Dantaye Gilbert

Personal information
- Date of birth: 3 December 2004 (age 21)
- Place of birth: Trinidad and Tobago
- Height: 1.84 m (6 ft 0 in)
- Position: Midfielder

Team information
- Current team: Baník Ostrava
- Number: 7

Senior career*
- Years: Team / Apps / (Gls)
- 2023: San Juan Jabloteh / ? / (1)
- 2023–2025: Jong PSV / 46 / (8)
- 2025: Nyíregyháza / 8 / (0)
- 2026: Dukla Prague / 14 / (2)
- 2026–: Baník Ostrava / 0 / (0)

International career^{‡}
- 2022: Trinidad and Tobago U20
- 2024–: Trinidad and Tobago / 8 / (1)

= Dantaye Gilbert =

Trinidad and Tobago footballer

Dantaye Gilbert (born 3 December 2004) is a Trinidadian professional footballer who plays as a midfielder for Czech First League club Baník Ostrava and the Trinidad and Tobago national team.

* Given records *
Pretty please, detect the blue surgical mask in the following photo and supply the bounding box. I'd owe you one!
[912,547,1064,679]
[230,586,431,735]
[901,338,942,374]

--

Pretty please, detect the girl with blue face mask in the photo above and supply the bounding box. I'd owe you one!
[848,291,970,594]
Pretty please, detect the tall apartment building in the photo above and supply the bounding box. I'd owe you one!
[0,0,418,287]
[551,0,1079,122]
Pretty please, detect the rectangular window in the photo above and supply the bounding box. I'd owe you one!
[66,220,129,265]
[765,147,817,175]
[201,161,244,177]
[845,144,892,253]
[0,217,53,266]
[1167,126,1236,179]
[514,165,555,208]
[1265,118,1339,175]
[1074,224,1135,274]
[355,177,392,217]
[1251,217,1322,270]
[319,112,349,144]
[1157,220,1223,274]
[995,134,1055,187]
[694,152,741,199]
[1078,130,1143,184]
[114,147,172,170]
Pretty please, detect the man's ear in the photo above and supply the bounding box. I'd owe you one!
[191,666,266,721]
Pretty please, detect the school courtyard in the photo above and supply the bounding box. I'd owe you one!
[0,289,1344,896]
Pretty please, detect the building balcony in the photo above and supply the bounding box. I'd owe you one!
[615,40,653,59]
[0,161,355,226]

* Exercise instructions *
Carry on writing the profile of the footballer Dantaye Gilbert, starting after its final sentence. The rows have no part in this.

* Final answer *
==Club career==
Gilbert attended Presentation College in San Fernando and played for San Juan Jabloteh in his homeland.

He scored San Juan Jabloteh's first goal in their inaugural season in the TT Premier Football League. In September 2023, Gilbert signed a two-year deal with Dutch Eredivisie club side PSV Eindhoven. Shortly after this he made his debut for PSV Eindhoven under-21s against Nottingham Forest under-21s in the Premier League International Cup.

He made his Eerste Divisie debut for Jong PSV on 15 September 2023, against De Graafschap. On 6 October 2023, he scored his first league goal in the Eerste Divisie, for Jong PSV against MVV Maastricht.

On 4 September 2025, Gilbert signed with Nemzeti Bajnokság I club Nyíregyháza Spartacus FC.

On 28 January 2026, Gilbert signed a contract with Czech First League club Dukla Prague as a free agent.

On 12 July 2026, Gilbert signed a three-year contract with Czech First League club Baník Ostrava.

==International career==
Gilbert has represented the Trinidad and Tobago U-20 side.

Gilbert made his debut for the senior Trinidad and Tobago national team on 8 June 2024 in a World Cup qualifier against the Bahamas.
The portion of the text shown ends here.